Records provided:

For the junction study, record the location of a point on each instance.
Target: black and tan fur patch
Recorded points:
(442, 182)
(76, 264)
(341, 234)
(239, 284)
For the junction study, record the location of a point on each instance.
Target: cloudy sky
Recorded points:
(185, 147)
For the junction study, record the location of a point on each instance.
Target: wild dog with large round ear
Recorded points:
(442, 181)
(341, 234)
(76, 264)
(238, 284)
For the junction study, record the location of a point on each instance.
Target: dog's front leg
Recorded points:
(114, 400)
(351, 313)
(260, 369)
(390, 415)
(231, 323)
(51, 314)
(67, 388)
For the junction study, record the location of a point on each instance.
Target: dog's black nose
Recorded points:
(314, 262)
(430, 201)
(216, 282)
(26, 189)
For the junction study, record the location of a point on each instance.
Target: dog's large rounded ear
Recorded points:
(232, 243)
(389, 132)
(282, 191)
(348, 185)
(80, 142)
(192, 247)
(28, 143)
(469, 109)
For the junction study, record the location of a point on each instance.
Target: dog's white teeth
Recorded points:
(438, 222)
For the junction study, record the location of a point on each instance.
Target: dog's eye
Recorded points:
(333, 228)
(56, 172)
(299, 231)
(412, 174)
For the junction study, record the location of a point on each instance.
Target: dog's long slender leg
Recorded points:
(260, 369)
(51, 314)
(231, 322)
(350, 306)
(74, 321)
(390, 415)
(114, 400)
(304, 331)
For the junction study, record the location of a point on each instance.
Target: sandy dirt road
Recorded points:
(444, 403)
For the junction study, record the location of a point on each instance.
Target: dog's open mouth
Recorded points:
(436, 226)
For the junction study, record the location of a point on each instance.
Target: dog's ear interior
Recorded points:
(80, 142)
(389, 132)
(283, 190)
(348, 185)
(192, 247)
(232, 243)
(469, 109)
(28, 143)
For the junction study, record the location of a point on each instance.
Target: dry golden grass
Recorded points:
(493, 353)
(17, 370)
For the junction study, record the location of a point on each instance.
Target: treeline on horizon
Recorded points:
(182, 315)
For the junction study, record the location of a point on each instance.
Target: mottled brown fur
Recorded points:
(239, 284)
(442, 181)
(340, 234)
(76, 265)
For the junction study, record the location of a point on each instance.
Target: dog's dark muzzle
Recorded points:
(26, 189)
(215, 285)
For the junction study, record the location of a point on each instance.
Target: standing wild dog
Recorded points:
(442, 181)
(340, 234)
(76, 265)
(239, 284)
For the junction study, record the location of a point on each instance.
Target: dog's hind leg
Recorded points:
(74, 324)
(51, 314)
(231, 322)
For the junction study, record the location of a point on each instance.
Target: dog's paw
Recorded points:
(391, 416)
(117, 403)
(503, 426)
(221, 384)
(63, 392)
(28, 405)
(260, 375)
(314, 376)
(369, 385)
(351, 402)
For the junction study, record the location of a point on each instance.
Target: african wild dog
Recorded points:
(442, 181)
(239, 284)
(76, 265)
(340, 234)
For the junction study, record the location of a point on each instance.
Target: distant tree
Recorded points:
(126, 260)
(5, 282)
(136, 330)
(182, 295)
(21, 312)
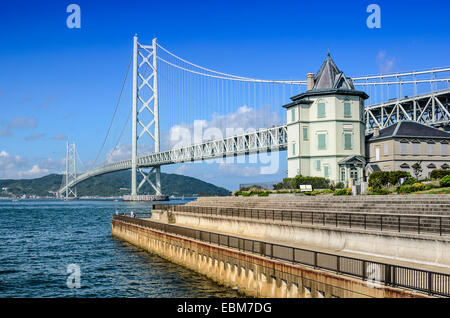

What to produce:
Count the lines in the data that contain the string "black", and give nothing but that number.

Solution to this problem:
2